Exercise aim:
Rewrite the lines from the one containing "Could you please locate the bald" through the last line below, keeping the requests, and multiply every coordinate in the answers by 2.15, rounding to whole numbers with halves going up. Leave the numbers in the requests and their format samples unchanged.
* BEGIN Data for the task *
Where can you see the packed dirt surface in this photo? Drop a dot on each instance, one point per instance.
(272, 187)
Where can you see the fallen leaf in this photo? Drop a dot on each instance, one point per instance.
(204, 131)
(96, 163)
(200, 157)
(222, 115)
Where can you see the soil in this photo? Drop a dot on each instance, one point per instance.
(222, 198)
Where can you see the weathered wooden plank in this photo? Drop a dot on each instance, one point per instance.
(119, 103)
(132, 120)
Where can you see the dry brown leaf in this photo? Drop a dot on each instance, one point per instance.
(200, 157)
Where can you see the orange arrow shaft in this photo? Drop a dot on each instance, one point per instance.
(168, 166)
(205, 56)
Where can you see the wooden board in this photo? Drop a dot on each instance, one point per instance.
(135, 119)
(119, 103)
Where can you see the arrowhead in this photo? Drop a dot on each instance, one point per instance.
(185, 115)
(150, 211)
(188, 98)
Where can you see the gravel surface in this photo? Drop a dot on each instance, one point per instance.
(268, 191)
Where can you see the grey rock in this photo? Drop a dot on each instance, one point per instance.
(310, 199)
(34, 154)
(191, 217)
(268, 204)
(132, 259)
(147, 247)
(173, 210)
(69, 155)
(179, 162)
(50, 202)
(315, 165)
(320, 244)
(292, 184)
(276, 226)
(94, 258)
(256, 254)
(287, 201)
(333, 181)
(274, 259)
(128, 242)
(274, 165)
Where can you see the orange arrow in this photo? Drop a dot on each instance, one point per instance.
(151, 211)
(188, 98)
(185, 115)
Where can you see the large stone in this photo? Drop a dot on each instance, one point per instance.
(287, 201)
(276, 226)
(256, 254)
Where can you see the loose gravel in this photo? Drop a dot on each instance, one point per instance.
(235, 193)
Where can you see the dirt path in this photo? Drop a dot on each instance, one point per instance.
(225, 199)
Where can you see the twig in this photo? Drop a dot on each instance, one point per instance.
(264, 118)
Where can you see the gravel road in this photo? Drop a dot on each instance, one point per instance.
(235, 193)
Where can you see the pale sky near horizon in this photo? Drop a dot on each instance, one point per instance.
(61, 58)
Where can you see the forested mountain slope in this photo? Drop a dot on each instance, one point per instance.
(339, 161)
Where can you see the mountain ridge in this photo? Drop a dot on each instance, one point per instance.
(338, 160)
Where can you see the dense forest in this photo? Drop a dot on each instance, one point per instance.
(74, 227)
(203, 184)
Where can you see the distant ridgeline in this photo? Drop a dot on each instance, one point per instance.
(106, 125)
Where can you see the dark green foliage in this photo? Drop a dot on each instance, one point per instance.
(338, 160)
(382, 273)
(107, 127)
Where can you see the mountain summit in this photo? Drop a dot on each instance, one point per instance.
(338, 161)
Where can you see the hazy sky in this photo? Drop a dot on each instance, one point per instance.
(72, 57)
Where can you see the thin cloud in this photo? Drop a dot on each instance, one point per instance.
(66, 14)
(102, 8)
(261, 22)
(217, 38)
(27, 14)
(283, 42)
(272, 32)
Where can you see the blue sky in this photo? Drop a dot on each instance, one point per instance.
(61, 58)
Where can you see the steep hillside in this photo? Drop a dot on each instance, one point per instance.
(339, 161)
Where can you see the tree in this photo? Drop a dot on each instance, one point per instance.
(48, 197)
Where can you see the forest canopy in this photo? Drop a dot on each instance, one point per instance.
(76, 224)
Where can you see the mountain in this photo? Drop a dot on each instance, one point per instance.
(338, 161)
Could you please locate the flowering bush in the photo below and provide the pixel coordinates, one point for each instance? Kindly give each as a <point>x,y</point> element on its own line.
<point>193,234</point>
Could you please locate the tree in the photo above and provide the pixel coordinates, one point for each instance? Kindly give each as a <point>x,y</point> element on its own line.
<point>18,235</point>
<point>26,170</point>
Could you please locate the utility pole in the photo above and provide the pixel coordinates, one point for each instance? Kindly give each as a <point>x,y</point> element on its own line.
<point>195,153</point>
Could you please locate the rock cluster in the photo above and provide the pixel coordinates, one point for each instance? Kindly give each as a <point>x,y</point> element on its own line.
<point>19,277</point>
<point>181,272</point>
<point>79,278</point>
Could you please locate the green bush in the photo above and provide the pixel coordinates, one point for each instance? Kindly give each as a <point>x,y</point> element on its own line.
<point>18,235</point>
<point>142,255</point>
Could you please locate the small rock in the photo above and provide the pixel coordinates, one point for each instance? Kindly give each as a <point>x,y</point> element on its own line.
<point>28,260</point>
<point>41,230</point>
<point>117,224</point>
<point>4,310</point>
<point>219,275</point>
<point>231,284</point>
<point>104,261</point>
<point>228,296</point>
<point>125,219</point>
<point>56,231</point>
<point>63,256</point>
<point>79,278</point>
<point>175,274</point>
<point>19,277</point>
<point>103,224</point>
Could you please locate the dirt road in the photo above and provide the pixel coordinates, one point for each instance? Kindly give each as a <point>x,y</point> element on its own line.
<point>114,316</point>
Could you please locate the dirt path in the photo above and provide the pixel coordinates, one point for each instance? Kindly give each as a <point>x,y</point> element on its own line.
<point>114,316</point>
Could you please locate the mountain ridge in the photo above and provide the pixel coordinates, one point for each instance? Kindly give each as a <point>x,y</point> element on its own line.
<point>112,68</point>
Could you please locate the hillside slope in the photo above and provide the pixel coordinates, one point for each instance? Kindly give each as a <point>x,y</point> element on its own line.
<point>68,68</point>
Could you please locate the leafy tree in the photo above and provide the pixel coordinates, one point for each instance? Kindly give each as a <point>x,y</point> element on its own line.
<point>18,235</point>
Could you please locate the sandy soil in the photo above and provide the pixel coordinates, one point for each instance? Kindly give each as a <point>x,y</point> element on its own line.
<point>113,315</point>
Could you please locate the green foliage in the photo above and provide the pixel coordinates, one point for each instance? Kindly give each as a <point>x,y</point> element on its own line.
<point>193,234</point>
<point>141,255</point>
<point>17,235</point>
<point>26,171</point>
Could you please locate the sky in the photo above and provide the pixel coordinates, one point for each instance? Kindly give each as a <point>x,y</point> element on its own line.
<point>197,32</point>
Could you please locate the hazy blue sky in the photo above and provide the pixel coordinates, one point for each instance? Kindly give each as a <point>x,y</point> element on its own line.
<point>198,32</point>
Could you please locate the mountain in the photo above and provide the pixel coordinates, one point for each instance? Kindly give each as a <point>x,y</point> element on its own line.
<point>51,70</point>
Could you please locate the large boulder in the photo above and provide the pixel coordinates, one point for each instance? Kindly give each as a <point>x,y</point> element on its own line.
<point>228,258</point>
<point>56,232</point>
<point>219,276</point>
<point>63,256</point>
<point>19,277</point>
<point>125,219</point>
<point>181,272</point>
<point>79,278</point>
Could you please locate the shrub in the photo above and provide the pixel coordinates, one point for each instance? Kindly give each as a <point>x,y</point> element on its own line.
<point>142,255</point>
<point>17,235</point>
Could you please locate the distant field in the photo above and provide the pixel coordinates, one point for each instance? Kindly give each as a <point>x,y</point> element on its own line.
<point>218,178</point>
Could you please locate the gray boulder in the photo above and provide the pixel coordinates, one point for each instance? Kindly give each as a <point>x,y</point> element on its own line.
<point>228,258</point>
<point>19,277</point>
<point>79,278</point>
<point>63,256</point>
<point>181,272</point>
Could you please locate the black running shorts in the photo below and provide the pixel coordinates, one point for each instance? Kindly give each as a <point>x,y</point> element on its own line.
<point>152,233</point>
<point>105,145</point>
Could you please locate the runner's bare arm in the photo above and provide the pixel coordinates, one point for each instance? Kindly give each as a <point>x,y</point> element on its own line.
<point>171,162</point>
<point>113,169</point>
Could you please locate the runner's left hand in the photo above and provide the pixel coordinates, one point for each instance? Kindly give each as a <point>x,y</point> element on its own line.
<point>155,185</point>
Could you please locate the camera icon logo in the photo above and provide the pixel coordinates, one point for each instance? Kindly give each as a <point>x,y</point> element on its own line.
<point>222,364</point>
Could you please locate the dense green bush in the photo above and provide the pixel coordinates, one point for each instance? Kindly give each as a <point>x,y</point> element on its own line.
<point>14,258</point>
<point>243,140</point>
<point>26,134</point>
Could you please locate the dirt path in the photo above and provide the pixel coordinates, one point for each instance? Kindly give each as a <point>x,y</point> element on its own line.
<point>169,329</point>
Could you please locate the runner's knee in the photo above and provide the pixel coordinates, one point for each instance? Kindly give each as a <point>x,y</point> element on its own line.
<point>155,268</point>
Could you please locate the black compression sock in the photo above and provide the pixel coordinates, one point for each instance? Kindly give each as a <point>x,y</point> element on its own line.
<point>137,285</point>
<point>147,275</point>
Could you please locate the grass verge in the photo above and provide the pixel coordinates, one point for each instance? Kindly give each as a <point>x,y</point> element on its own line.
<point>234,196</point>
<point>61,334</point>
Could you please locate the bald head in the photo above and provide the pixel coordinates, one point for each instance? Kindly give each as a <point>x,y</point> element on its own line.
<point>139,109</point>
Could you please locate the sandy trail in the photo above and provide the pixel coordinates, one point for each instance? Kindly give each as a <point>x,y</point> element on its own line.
* END Data for the task *
Correct answer:
Could you please locate the bald head in the photo above and provide the pixel coordinates, one point for each instance? Kindly give each as a <point>x,y</point> element on its own line.
<point>299,234</point>
Could you please locate the sandy trail in the photo above and provide the pixel coordinates, one point for each instance? Kindly give each as a <point>x,y</point> element on its own line.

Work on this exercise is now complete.